**Requirement 1**
In the supervised learning exercise below, how long must a flight's departure delay be for the flight to count as delayed?

**Document segment**
======

Problem 13.1. Supervised Learning.

In this problem, we will use supervised learning techniques to see if we can use machine learning techniques to predict departure delays at the O'Hare airport (ORD). For simplicity, we will use only six attributes: Month, DayofMonth, DayOfWeek, CRSDepTime, CRSArrTime, and Distance. Of the four algorithms introduced in Lesson 1, you are only required to perform two algorithms: $k$-NN and Decision Trees. But scikit learn has a unified API so it should be easy to test other algorithms on your own.



In [ ]:

    
import numpy as np
import pandas as pd
import seaborn as sns
import matplotlib.pyplot as plt
import sklearn

We use the 2001 on-time airline performance data set. We import the following columns:

Column 1: Month, 1-12
Column 2: DayofMonth, 1-31
Column 3: DayOfWeek, 1 (Monday) - 7 (Sunday)
Column 5: CRSDepTime, scheduled departure time (local, hhmm)
Column 7: CRSArrTime, scheduled arrival time (local, hhmm)
Column 16: DepDelay, departure delay, in minutes
Column 18: Distance, in miles



In [ ]:

    
df = pd.read_csv('/data/airline/2001.csv', encoding='latin-1', usecols=(1, 2, 3, 5, 7, 15, 16, 18))

We use only the flights that departed from ORD. We define a flight to be delayed if its departure delay is 15 minutes or more, the same definition used by the FAA (source: Wikipedia).



In [ ]:

    
ohare = df[df.Origin == 'ORD']
ohare = ohare.drop('Origin', axis=1) # we don't need the Origin column anymore.
ohare['Delayed'] = (ohare.DepDelay >= 15).astype(np.int) # 1 if a flight was delayed, 0 if not.
ohare = ohare.drop('DepDelay', axis=1) # we don't need the DepDelay column.
ohare = ohare.dropna()



In [ ]:

    
print(ohare.head(5))

Function: df_to_array()

As explained in Lesson 1, we need to build NumPy arrays because scikit-learn does not work natively with Pandas DataFrame.

Write a function named df_to_array() that takes a DataFrame and returns a tuple of two NumPy ararys. The first array should have every columns and rows except the Delayed column. The second array is the labels that will be used as truth values, i.e. the Delayed column.

======

**Provided records**
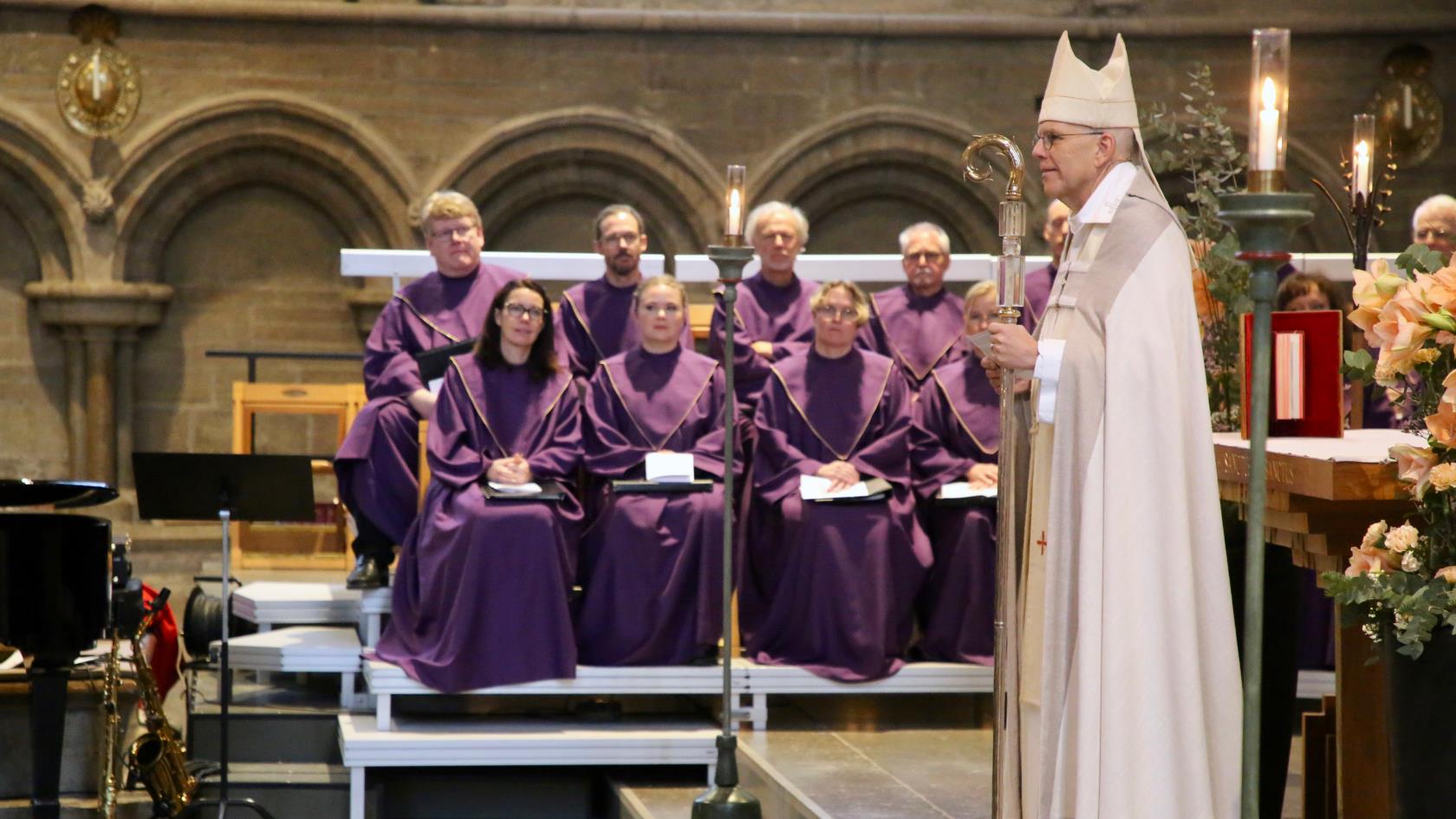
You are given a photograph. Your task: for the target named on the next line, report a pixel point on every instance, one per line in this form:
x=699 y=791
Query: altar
x=1323 y=496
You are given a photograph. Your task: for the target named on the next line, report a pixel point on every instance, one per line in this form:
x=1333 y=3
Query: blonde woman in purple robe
x=651 y=564
x=830 y=586
x=486 y=570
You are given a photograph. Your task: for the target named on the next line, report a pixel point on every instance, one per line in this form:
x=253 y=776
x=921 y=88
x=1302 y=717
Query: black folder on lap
x=552 y=491
x=434 y=361
x=638 y=487
x=878 y=491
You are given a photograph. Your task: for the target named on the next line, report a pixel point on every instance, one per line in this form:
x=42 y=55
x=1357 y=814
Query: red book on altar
x=1306 y=391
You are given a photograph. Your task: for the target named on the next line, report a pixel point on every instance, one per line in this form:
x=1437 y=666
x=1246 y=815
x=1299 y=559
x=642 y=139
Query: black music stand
x=224 y=489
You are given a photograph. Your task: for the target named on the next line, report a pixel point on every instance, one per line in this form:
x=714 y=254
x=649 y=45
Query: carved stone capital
x=101 y=303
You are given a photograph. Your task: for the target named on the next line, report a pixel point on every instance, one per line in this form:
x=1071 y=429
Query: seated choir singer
x=484 y=581
x=830 y=586
x=954 y=440
x=376 y=464
x=651 y=564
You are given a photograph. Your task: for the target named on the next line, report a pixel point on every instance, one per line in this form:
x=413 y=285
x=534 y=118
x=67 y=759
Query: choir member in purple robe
x=1038 y=282
x=772 y=314
x=830 y=586
x=595 y=318
x=484 y=583
x=920 y=324
x=954 y=439
x=377 y=462
x=651 y=564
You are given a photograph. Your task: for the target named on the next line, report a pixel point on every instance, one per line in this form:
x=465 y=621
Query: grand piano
x=55 y=596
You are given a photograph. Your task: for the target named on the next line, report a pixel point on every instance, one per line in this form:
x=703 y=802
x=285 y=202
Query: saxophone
x=158 y=758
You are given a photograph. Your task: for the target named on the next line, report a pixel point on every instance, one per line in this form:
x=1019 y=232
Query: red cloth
x=165 y=654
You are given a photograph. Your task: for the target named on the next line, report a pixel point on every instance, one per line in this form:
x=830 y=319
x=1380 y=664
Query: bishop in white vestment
x=1130 y=694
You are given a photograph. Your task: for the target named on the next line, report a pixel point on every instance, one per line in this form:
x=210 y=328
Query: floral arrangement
x=1406 y=576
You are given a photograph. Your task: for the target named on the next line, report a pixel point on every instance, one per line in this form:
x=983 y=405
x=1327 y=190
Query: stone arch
x=595 y=152
x=41 y=181
x=886 y=152
x=325 y=156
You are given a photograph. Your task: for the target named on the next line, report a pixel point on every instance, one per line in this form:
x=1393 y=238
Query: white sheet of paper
x=816 y=487
x=528 y=489
x=670 y=466
x=957 y=490
x=982 y=341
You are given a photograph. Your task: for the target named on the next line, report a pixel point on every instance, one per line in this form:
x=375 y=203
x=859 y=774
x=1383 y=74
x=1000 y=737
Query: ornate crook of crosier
x=1006 y=146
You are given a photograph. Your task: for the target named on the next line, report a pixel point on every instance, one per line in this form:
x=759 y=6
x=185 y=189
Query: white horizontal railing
x=696 y=267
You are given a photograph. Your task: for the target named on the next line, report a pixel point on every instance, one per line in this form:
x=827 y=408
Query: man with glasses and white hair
x=595 y=320
x=1128 y=615
x=918 y=324
x=772 y=315
x=1434 y=224
x=377 y=462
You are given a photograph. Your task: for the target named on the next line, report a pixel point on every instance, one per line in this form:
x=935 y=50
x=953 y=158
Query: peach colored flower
x=1402 y=538
x=1363 y=562
x=1443 y=425
x=1414 y=464
x=1443 y=477
x=1375 y=534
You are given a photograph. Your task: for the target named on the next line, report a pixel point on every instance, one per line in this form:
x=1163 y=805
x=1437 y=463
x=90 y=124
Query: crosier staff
x=1010 y=292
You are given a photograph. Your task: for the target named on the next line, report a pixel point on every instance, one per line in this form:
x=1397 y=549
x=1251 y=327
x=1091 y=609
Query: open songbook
x=816 y=489
x=543 y=490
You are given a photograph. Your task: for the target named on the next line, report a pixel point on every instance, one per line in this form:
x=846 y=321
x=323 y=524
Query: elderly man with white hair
x=772 y=318
x=918 y=324
x=1130 y=692
x=1434 y=224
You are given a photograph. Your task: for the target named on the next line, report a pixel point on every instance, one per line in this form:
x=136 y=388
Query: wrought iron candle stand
x=727 y=799
x=1265 y=222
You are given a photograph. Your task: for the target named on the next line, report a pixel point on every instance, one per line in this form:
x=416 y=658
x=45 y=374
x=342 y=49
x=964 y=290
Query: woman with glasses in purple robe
x=485 y=573
x=830 y=586
x=954 y=442
x=651 y=562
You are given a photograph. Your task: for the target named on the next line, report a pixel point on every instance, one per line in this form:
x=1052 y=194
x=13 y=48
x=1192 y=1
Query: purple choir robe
x=481 y=595
x=918 y=333
x=651 y=564
x=830 y=586
x=377 y=462
x=957 y=426
x=764 y=312
x=595 y=322
x=1037 y=290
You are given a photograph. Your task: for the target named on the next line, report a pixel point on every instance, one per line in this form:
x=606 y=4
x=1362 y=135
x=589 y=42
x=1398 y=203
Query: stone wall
x=273 y=133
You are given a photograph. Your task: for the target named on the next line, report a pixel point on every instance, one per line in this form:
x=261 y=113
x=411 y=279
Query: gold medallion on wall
x=98 y=88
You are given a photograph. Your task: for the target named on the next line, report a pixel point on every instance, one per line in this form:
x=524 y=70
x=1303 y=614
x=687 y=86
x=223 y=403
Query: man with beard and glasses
x=595 y=320
x=918 y=324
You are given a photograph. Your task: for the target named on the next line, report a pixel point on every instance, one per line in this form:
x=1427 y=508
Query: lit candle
x=1360 y=183
x=1267 y=158
x=96 y=76
x=734 y=224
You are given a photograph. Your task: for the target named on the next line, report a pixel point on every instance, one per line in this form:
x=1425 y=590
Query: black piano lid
x=62 y=494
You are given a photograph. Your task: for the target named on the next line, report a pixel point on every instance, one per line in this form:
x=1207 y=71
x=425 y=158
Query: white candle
x=734 y=213
x=1360 y=181
x=96 y=77
x=1267 y=158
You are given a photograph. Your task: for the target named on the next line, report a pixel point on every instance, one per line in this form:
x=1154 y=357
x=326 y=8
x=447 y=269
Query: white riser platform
x=517 y=742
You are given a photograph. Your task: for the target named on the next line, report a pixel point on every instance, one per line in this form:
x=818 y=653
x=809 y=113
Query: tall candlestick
x=734 y=224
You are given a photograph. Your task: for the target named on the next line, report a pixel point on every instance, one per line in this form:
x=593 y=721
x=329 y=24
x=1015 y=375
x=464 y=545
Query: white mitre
x=1081 y=95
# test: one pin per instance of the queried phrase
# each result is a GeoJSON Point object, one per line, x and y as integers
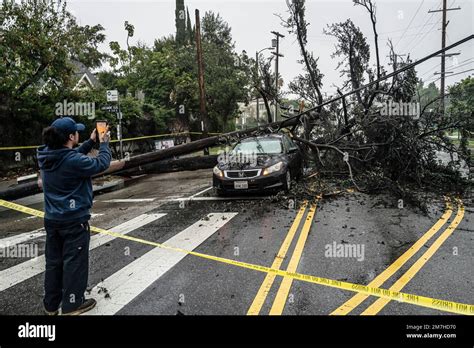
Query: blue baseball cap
{"type": "Point", "coordinates": [67, 125]}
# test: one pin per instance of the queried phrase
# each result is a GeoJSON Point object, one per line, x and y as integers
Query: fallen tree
{"type": "Point", "coordinates": [362, 141]}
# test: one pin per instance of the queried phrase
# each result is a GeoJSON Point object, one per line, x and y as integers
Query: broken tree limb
{"type": "Point", "coordinates": [172, 165]}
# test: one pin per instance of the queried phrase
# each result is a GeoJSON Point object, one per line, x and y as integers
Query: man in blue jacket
{"type": "Point", "coordinates": [66, 174]}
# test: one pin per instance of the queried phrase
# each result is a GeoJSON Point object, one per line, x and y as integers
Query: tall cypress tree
{"type": "Point", "coordinates": [180, 20]}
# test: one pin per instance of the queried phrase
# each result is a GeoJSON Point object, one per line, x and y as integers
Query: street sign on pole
{"type": "Point", "coordinates": [112, 95]}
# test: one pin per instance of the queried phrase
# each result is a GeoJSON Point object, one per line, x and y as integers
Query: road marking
{"type": "Point", "coordinates": [262, 293]}
{"type": "Point", "coordinates": [201, 192]}
{"type": "Point", "coordinates": [21, 238]}
{"type": "Point", "coordinates": [129, 200]}
{"type": "Point", "coordinates": [25, 270]}
{"type": "Point", "coordinates": [284, 289]}
{"type": "Point", "coordinates": [230, 198]}
{"type": "Point", "coordinates": [417, 300]}
{"type": "Point", "coordinates": [378, 305]}
{"type": "Point", "coordinates": [130, 281]}
{"type": "Point", "coordinates": [27, 236]}
{"type": "Point", "coordinates": [357, 299]}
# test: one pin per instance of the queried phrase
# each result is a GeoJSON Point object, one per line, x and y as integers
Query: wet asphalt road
{"type": "Point", "coordinates": [192, 286]}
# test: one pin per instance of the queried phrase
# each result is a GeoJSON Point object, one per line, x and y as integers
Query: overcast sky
{"type": "Point", "coordinates": [412, 29]}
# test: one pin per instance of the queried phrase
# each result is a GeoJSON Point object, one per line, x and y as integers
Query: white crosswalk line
{"type": "Point", "coordinates": [21, 238]}
{"type": "Point", "coordinates": [127, 283]}
{"type": "Point", "coordinates": [25, 270]}
{"type": "Point", "coordinates": [27, 236]}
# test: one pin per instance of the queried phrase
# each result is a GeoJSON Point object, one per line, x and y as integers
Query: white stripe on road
{"type": "Point", "coordinates": [229, 198]}
{"type": "Point", "coordinates": [200, 192]}
{"type": "Point", "coordinates": [129, 200]}
{"type": "Point", "coordinates": [27, 236]}
{"type": "Point", "coordinates": [22, 237]}
{"type": "Point", "coordinates": [127, 283]}
{"type": "Point", "coordinates": [25, 270]}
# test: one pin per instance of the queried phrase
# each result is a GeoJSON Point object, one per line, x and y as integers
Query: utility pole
{"type": "Point", "coordinates": [258, 82]}
{"type": "Point", "coordinates": [443, 45]}
{"type": "Point", "coordinates": [276, 44]}
{"type": "Point", "coordinates": [202, 92]}
{"type": "Point", "coordinates": [256, 74]}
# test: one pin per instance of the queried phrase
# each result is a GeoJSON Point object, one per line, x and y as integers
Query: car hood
{"type": "Point", "coordinates": [258, 162]}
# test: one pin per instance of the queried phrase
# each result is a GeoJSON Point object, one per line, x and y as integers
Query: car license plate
{"type": "Point", "coordinates": [241, 185]}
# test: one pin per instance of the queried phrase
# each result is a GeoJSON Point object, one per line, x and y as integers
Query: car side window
{"type": "Point", "coordinates": [285, 143]}
{"type": "Point", "coordinates": [290, 144]}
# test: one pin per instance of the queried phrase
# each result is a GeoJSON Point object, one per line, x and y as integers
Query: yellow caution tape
{"type": "Point", "coordinates": [113, 141]}
{"type": "Point", "coordinates": [19, 147]}
{"type": "Point", "coordinates": [442, 305]}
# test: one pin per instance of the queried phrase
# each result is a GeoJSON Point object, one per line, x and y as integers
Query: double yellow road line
{"type": "Point", "coordinates": [284, 289]}
{"type": "Point", "coordinates": [423, 301]}
{"type": "Point", "coordinates": [399, 284]}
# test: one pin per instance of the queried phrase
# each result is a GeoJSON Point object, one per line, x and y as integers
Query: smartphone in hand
{"type": "Point", "coordinates": [101, 127]}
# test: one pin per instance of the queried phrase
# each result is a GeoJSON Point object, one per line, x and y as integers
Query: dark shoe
{"type": "Point", "coordinates": [46, 312]}
{"type": "Point", "coordinates": [86, 306]}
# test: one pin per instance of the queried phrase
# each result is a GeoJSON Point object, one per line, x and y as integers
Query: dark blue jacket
{"type": "Point", "coordinates": [67, 184]}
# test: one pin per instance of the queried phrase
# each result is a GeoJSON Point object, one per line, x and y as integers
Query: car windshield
{"type": "Point", "coordinates": [265, 146]}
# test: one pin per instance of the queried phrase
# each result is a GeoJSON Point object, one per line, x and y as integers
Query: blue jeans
{"type": "Point", "coordinates": [67, 264]}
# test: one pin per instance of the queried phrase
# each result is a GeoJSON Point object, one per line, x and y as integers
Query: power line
{"type": "Point", "coordinates": [411, 21]}
{"type": "Point", "coordinates": [426, 22]}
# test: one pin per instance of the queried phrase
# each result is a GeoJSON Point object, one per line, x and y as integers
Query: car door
{"type": "Point", "coordinates": [291, 154]}
{"type": "Point", "coordinates": [297, 158]}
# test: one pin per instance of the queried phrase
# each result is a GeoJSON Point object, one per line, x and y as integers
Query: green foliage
{"type": "Point", "coordinates": [39, 40]}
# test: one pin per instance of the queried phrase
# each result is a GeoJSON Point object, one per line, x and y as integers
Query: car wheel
{"type": "Point", "coordinates": [220, 192]}
{"type": "Point", "coordinates": [287, 183]}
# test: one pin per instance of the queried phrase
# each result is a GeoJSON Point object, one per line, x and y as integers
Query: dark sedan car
{"type": "Point", "coordinates": [267, 162]}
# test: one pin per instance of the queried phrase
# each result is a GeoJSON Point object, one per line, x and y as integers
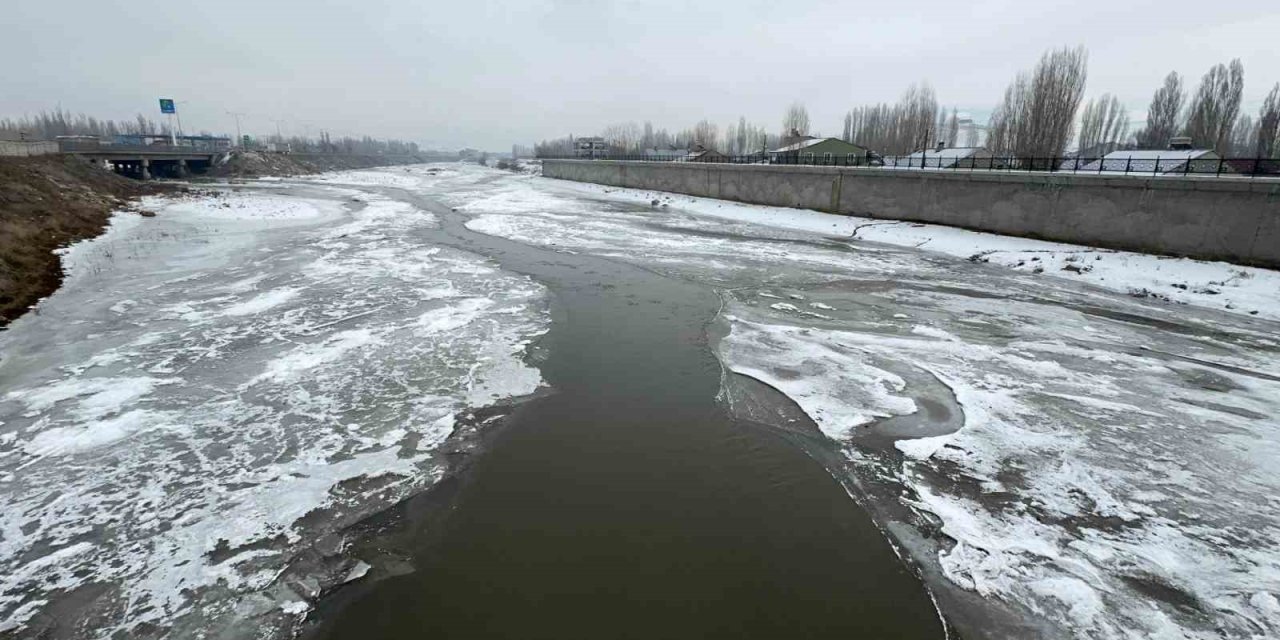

======

**Requirement 2**
How many lines in the rows above contain the string "stand"? Reply with the number only.

**Answer 1**
15 minutes or more.

**Answer 2**
2